> [EXTRACTED TEXT]:
+++

All of the counters found under this object relate memory usage by the .NET framework. No matter whether you are running a .NET Web application or .NET desktop application, these counters will help you understand how the framework is using the system s memory resources. It is important to note that if your application consists of both managed and unmanaged code, these counters will only draw a partial picture of memory usage, since they do not track memory use by unmanaged code even though it may be running as part of the same application.

# GC Handles Performance Counter

The # GC Handles performance counter displays the current number of garbage collection handles in use. Garbage collection handles are handles to resources outside of CLR and the managed environment. A single handle may only occupy a tiny amount of memory in the managed heap; however, the unmanaged resource it represents could actually be very expensive. You may encounter a large amount of activity with GC handles if multiple objects were created through the use of your Web application. For instance, if a particular user scenario required the allocation of an unmanaged resource such as a network socket each time a user executed that scenario an object consisting of this array would be created along with a corresponding GC handle. When under heavy load specifically when this scenario is called your Web site would create a large number of GC handles, possibly causing your application to become unstable.

+++

> [TASKS TO PERFORM]:
- 1) Restate word for word the portion of the .NET memory counters text between "All of the counters" and "the same application.", inclusive.
- 2) According to the .NET memory counters text, what are garbage collection handles handles to?
- 3) Extend the .NET memory counters text from its final sentence onward.

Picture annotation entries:
+++

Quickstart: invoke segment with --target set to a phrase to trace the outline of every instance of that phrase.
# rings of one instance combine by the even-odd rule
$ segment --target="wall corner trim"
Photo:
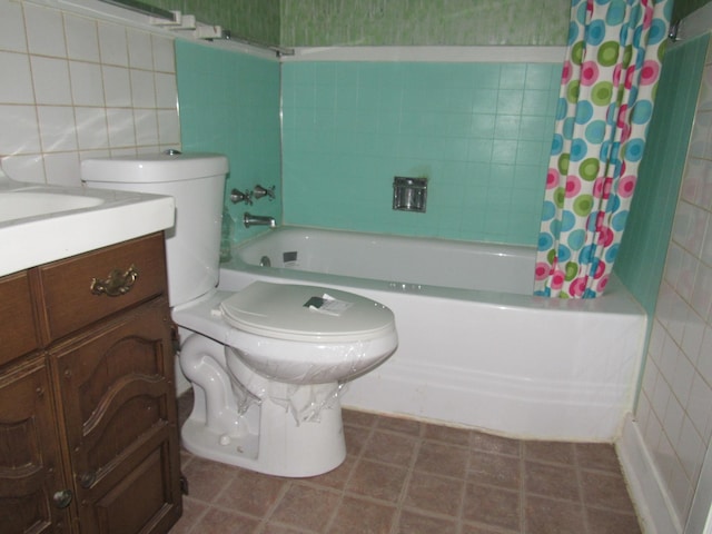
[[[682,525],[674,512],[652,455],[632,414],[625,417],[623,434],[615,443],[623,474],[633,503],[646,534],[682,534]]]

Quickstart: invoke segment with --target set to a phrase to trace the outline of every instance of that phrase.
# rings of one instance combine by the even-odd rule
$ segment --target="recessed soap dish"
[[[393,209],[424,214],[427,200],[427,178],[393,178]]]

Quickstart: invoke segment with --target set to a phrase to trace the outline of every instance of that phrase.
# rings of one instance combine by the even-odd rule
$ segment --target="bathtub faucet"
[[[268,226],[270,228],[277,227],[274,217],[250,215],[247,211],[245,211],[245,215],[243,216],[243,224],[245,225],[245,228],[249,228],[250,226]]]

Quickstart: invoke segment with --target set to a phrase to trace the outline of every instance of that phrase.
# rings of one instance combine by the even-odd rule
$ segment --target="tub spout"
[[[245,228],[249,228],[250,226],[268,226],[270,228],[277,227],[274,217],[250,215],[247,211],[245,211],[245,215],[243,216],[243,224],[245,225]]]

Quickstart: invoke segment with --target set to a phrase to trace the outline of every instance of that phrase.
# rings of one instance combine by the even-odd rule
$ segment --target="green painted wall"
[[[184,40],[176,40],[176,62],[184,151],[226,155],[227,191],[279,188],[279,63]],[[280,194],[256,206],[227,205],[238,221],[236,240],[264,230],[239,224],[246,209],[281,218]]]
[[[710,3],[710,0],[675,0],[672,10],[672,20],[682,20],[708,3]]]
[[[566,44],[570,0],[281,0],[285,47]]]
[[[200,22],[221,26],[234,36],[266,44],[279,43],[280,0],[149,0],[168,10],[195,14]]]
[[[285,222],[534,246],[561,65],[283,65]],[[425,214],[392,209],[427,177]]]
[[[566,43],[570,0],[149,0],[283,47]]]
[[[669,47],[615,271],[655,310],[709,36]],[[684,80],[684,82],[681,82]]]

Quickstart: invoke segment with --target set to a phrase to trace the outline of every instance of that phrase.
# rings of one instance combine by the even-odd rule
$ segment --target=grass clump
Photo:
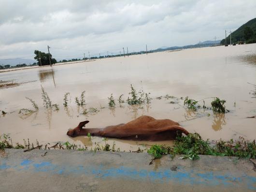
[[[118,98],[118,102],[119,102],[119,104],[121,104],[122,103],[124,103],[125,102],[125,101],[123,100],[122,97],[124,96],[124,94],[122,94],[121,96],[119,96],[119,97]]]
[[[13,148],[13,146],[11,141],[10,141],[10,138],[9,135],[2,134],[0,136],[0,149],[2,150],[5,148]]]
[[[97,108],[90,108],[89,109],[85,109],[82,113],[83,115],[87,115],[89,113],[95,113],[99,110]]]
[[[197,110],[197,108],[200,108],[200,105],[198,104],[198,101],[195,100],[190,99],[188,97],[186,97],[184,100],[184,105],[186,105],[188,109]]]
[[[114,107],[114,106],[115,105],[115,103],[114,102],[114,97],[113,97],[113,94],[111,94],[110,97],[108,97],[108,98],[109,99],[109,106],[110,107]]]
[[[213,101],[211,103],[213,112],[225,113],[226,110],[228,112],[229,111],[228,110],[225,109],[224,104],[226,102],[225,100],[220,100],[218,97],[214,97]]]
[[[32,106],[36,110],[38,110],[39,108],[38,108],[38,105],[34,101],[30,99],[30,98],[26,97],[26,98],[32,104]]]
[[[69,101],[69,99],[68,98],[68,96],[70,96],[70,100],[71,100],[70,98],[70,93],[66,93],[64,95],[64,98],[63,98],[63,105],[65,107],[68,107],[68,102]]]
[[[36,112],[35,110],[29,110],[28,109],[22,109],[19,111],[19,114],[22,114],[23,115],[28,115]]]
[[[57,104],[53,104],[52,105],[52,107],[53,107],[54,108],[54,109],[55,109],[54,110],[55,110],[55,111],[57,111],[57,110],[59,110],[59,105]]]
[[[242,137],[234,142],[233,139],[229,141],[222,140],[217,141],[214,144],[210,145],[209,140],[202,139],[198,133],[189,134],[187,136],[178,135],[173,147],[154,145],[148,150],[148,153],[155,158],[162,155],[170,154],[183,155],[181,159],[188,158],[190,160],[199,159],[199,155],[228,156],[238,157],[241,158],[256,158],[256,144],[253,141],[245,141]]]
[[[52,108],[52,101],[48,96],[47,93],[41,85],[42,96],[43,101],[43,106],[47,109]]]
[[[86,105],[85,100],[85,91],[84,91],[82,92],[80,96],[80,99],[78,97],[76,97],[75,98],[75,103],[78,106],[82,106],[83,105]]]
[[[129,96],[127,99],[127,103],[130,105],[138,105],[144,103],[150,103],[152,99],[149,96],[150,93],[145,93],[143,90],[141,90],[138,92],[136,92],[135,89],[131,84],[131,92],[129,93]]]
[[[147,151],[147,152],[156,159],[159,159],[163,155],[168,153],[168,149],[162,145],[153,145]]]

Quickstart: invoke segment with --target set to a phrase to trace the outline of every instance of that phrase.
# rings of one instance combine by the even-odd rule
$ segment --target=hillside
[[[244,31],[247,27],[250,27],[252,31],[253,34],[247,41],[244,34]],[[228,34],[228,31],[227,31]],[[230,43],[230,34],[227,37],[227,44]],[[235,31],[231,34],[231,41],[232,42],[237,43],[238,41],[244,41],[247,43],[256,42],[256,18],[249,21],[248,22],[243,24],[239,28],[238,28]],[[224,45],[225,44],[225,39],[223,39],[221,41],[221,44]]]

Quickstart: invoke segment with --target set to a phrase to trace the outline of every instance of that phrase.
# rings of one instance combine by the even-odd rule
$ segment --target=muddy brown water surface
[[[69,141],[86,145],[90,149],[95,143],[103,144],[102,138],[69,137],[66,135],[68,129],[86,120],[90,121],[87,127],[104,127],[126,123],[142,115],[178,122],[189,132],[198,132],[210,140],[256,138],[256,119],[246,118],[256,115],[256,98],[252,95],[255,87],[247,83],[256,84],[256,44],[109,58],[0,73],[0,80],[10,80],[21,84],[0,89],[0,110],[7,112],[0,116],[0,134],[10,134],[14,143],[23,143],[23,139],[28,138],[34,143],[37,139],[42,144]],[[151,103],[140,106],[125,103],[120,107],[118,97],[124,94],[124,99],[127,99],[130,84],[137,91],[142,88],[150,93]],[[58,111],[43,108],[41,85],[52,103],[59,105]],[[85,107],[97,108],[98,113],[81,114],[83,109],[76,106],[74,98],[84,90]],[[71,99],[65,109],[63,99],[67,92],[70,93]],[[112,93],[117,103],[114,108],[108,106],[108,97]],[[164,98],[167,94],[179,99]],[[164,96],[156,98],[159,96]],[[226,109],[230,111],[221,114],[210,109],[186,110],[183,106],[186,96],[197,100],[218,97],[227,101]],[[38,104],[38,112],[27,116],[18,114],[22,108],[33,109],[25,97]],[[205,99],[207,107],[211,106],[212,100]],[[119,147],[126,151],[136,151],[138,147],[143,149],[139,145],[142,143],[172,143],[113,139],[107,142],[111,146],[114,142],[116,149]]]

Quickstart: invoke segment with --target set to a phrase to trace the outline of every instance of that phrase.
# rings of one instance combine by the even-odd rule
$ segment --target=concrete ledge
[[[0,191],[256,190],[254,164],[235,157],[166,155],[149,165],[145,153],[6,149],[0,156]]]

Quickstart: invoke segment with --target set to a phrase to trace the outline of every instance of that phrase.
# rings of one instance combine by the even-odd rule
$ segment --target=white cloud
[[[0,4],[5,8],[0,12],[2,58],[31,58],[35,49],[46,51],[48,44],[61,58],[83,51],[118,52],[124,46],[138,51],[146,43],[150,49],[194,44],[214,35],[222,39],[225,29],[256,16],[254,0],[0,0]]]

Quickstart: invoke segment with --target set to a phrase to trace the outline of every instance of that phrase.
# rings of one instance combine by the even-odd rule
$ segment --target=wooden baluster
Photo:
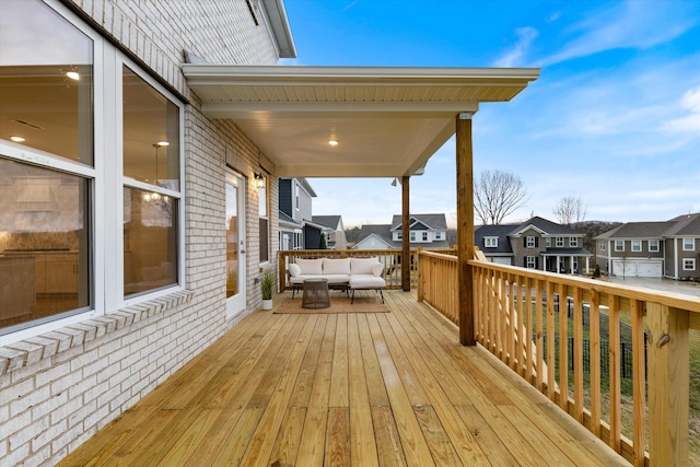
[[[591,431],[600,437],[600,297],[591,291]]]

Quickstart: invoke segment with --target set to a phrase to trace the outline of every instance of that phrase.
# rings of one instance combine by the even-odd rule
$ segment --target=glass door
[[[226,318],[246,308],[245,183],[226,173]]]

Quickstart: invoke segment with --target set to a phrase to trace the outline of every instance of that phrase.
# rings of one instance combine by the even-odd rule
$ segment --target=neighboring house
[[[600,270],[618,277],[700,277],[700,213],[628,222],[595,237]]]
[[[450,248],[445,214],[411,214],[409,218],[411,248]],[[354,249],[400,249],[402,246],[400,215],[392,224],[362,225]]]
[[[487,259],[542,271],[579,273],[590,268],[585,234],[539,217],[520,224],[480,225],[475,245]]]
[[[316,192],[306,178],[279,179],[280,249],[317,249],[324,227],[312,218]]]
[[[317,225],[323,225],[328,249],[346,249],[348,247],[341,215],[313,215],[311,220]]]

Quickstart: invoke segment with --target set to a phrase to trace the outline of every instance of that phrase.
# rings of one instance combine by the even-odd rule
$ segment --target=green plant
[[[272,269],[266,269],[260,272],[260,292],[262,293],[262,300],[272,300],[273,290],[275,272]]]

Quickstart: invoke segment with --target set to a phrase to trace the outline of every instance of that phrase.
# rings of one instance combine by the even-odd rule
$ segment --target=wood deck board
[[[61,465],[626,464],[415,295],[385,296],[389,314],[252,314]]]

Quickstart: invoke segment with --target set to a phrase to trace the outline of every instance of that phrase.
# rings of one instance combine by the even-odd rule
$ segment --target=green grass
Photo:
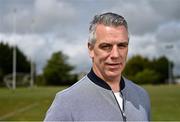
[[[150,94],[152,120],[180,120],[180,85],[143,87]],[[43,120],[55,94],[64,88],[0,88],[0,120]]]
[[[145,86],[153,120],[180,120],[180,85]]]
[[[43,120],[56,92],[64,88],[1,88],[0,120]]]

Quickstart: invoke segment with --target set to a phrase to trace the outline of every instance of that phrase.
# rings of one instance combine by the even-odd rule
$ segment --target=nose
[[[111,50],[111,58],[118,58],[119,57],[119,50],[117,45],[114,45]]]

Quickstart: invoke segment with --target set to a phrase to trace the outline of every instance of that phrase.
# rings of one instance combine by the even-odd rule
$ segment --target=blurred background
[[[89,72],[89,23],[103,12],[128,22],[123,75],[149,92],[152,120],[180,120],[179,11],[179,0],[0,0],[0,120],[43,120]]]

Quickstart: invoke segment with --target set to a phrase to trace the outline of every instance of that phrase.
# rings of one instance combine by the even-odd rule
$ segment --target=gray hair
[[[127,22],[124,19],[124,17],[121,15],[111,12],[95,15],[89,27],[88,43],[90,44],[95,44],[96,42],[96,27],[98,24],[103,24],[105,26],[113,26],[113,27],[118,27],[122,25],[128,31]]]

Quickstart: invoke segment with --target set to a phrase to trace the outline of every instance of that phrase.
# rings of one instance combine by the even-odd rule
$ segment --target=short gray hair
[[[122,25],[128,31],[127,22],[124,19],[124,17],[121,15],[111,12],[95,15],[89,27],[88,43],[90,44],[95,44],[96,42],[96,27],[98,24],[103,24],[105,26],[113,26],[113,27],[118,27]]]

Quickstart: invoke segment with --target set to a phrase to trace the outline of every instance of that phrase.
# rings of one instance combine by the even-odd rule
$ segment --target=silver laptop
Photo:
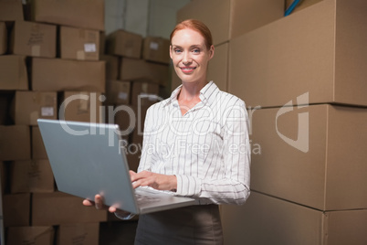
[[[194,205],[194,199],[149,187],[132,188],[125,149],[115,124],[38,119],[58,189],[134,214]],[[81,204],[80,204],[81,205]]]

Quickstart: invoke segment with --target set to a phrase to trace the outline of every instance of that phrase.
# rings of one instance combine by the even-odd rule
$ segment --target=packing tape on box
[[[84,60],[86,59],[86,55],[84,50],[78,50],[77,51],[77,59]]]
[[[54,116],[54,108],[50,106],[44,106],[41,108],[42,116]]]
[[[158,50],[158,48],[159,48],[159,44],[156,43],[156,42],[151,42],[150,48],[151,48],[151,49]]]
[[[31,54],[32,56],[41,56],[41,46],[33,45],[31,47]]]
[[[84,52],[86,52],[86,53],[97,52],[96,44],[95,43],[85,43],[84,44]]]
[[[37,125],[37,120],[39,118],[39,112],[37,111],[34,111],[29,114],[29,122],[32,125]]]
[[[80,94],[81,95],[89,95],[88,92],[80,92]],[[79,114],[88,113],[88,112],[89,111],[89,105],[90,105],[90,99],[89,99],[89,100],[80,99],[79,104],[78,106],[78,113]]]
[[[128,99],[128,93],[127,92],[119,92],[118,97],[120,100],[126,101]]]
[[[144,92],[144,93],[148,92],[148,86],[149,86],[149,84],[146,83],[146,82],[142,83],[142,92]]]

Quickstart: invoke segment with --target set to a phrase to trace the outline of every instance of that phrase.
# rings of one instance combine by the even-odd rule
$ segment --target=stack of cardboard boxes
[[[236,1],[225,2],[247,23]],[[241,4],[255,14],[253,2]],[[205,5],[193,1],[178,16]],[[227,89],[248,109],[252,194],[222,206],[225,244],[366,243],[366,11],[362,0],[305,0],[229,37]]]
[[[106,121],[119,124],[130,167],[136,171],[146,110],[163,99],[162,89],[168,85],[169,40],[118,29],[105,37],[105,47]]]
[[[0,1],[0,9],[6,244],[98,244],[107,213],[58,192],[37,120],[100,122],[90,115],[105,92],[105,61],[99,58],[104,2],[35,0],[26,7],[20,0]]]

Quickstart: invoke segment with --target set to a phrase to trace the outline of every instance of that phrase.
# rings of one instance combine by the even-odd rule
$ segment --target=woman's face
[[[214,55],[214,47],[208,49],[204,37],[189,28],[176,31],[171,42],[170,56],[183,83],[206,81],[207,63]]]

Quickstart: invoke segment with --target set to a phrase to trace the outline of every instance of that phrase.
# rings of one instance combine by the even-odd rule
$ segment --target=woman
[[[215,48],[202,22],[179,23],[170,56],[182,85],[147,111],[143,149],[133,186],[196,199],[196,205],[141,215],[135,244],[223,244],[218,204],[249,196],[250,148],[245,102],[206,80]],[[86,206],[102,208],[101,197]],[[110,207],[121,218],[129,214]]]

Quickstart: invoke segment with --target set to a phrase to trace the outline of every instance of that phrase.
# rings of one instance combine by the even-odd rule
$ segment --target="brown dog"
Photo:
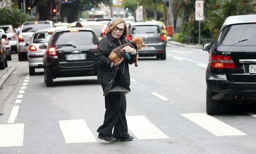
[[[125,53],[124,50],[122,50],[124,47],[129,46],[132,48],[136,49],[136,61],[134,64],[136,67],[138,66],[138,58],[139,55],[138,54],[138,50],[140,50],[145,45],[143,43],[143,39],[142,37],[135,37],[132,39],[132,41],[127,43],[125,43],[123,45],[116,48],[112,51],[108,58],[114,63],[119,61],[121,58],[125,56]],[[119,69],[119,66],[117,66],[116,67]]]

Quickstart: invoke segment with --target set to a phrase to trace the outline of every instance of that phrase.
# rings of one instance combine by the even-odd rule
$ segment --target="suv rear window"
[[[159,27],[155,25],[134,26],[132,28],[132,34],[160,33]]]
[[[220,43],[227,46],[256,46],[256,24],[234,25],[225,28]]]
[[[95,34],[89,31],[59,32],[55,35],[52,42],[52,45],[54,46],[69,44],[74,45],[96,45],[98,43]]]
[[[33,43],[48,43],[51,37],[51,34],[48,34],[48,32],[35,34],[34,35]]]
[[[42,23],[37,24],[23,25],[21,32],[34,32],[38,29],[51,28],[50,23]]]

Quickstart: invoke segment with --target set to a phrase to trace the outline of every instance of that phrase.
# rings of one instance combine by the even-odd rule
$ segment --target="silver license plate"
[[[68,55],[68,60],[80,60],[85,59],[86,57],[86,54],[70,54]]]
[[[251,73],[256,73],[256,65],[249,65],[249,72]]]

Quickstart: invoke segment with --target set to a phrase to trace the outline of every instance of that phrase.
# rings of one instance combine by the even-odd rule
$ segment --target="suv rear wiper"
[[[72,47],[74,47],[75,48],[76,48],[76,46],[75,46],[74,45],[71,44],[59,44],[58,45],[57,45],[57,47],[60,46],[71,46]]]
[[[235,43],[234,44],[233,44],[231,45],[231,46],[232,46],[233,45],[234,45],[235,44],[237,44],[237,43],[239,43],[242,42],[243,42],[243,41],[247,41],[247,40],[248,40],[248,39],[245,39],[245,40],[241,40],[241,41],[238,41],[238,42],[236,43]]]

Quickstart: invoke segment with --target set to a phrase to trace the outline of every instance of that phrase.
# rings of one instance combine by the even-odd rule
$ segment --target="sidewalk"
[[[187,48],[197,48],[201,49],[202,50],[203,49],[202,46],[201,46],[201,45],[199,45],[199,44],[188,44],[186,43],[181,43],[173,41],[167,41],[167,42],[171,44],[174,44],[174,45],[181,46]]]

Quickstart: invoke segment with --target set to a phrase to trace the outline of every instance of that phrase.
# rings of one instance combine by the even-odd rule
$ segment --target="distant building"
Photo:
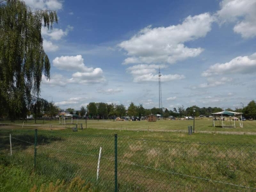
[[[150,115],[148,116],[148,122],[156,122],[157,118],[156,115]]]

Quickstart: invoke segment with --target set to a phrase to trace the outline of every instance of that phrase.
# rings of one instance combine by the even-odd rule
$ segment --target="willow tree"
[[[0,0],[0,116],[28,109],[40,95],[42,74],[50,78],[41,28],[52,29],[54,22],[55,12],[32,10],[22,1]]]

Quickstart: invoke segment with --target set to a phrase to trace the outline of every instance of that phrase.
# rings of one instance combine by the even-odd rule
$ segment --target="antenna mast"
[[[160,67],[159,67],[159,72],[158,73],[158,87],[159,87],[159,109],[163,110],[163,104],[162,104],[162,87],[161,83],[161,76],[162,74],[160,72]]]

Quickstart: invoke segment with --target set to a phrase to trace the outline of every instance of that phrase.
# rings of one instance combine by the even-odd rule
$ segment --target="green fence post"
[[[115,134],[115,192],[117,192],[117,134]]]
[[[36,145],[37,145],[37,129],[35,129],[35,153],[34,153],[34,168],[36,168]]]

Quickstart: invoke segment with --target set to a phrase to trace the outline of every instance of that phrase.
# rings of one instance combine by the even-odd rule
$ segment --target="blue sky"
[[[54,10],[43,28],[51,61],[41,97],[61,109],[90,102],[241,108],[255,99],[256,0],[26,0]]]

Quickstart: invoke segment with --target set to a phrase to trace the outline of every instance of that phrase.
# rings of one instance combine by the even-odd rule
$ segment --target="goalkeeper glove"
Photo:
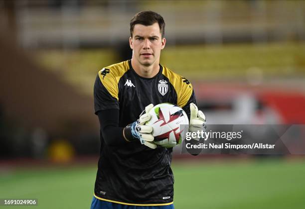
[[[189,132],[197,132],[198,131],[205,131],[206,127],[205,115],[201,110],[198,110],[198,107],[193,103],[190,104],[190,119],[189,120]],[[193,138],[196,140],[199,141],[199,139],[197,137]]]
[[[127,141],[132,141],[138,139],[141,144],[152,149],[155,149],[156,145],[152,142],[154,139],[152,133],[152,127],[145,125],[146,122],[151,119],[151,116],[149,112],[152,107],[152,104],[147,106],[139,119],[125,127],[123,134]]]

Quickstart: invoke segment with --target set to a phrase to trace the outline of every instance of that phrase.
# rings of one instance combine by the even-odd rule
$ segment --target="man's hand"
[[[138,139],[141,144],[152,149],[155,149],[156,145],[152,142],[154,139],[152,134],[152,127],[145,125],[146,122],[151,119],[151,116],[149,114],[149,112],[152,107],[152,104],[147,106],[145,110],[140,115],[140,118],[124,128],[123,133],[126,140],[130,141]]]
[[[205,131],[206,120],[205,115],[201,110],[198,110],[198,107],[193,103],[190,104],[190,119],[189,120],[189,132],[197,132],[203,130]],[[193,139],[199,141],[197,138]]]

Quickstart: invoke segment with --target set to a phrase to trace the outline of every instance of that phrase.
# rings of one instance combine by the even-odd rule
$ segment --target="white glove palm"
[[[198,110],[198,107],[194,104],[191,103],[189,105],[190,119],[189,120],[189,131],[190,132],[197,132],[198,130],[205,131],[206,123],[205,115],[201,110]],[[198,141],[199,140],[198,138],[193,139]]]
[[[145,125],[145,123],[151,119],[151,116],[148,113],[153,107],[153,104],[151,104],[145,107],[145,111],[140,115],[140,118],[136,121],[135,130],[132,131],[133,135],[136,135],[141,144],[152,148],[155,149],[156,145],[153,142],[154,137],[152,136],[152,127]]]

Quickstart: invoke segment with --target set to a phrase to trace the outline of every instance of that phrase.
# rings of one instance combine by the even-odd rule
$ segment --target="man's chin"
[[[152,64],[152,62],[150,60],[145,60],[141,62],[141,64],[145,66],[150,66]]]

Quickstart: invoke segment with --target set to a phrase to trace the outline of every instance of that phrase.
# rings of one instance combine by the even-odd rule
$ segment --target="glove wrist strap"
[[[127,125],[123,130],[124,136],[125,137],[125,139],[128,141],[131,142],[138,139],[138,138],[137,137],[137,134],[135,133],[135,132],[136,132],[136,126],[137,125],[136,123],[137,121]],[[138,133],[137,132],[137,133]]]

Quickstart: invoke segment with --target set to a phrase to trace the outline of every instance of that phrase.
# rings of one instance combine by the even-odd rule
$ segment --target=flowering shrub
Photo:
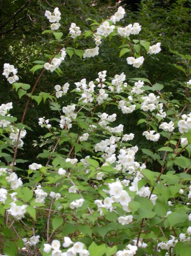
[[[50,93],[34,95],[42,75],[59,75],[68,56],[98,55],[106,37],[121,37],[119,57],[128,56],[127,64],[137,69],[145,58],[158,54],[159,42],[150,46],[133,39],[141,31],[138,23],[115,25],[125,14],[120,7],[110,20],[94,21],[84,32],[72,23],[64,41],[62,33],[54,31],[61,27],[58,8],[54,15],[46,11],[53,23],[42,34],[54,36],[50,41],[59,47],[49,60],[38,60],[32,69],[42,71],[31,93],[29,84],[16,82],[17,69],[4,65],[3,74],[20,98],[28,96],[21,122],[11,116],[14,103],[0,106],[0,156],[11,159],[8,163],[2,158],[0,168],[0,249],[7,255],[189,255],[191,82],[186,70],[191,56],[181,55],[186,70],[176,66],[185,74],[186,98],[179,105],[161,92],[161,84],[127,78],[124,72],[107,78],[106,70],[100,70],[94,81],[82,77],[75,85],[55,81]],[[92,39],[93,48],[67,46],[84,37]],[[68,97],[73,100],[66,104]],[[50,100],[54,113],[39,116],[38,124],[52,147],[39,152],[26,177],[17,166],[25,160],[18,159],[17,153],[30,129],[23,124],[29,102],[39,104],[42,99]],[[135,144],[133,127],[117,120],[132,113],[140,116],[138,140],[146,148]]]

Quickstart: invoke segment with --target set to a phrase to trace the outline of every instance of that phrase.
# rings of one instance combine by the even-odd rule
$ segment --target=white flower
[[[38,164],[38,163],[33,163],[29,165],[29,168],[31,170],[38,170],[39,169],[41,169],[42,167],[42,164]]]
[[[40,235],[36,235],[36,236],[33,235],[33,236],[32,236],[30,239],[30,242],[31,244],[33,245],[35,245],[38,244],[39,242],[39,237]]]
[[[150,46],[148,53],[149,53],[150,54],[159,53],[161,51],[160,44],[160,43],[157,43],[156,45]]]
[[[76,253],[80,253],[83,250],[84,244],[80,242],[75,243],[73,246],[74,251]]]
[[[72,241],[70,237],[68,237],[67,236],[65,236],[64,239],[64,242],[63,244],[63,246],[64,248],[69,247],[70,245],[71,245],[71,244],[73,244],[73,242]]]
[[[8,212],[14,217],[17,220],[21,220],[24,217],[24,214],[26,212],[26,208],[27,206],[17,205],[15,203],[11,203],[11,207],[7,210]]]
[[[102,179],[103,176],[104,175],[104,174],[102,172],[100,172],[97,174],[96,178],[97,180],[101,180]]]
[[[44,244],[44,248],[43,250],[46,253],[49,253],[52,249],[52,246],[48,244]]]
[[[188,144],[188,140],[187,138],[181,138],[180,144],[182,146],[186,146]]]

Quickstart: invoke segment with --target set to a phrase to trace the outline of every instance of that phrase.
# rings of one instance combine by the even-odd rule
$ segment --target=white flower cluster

+++

> [TASK-BY-TASK ANSWERS]:
- 1)
All of the counters found under this object relate memory usage by the .NET framework. No matter whether you are running a .NET Web application or .NET desktop application, these counters will help you understand how the framework is using the system s memory resources. It is important to note that if your application consists of both managed and unmanaged code, these counters will only draw a partial picture of memory usage, since they do not track memory use by unmanaged code even though it may be running as part of the same application.

- 2) Resources outside of CLR and the managed environment.

- 3)
# Gen 0 Collections

This and the following two counters are important for understanding how efficiently memory is being cleaned up. The # Gen 0 Collections counter displays the number of times generation 0 objects have been garbage collected since the start of your application. Each time an object that is still in use is garbage collected at generation 0, it is promoted from generation 0 to generation 1. As we described earlier, one scenario in which generation 0 promotions occur is if your Web application needs to create a new object whose required memory resources exceed the resources available at generation 0. In that case an object remaining in use at the generation 0 level would be promoted, freeing the resources needed for the newest object. The rate of Gen 0 collections will usually correspond with rate at which the application allocates memory.

# Gen 1 Collections

This counter displays the number of times the Gen 1 heap has been collected since the start of the application. You should monitor this counter in the same fashion as the # Gen 0 Collections counter. If you see numerous collections at generation 1, it is an indication that there are not sufficient resources to allocate for objects being promoted from generation 0 to generation 1. Thus, objects will be promoted from generation 1 to generation 2, leading to high resource utilization at the generation 2 level.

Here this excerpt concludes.